[Items from a dataset]
+===+
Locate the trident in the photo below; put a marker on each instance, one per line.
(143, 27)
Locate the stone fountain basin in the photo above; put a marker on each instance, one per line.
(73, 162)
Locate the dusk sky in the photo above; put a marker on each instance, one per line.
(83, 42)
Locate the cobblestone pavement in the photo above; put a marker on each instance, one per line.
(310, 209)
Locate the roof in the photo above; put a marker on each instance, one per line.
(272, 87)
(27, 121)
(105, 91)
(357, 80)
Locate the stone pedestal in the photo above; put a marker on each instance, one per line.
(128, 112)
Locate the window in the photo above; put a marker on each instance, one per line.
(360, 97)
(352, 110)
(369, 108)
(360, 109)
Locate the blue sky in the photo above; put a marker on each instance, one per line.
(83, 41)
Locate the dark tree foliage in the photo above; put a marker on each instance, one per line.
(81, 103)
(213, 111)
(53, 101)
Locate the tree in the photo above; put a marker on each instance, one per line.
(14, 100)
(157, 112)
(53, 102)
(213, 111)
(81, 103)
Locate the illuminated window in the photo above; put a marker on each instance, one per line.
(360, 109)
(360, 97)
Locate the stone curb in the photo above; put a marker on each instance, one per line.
+===+
* [GIVEN EXERCISE] Lay out everything from the line containing "Locate the dark" down to the last of the rows above as a JSON list of strings, one string per line, skipping blank lines.

* [FINISHED ANSWER]
[
  "Locate the dark tree foliage in the photo above; put a marker on each instance, one per line.",
  "(81, 103)",
  "(213, 111)",
  "(53, 101)",
  "Locate the tree in the photo above; put a marker on each instance, one per line.",
  "(14, 100)",
  "(157, 112)",
  "(53, 102)",
  "(213, 111)",
  "(81, 103)",
  "Locate the illuminated window in the photo above; put a marker on each instance, one per line.",
  "(360, 109)",
  "(360, 97)",
  "Locate the stone curb in the photo above; put a marker on each instance, one per line."
]